■ Aim of the task ■
Every entry below is to be copied exactly, with nothing omitted.

(Supplied material)

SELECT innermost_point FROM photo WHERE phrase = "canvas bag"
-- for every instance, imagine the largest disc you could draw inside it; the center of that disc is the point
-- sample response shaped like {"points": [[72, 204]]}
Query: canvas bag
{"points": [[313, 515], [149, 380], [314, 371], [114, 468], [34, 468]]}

(End Supplied material)

■ Exercise response ■
SELECT innermost_point FROM photo WHERE phrase = "canvas bag"
-- for every instance, imagine the largest disc you could draw inside it; the center of that disc is the point
-- sample response shaped like {"points": [[72, 204]]}
Query: canvas bag
{"points": [[313, 515], [149, 380], [314, 371], [114, 468], [34, 468]]}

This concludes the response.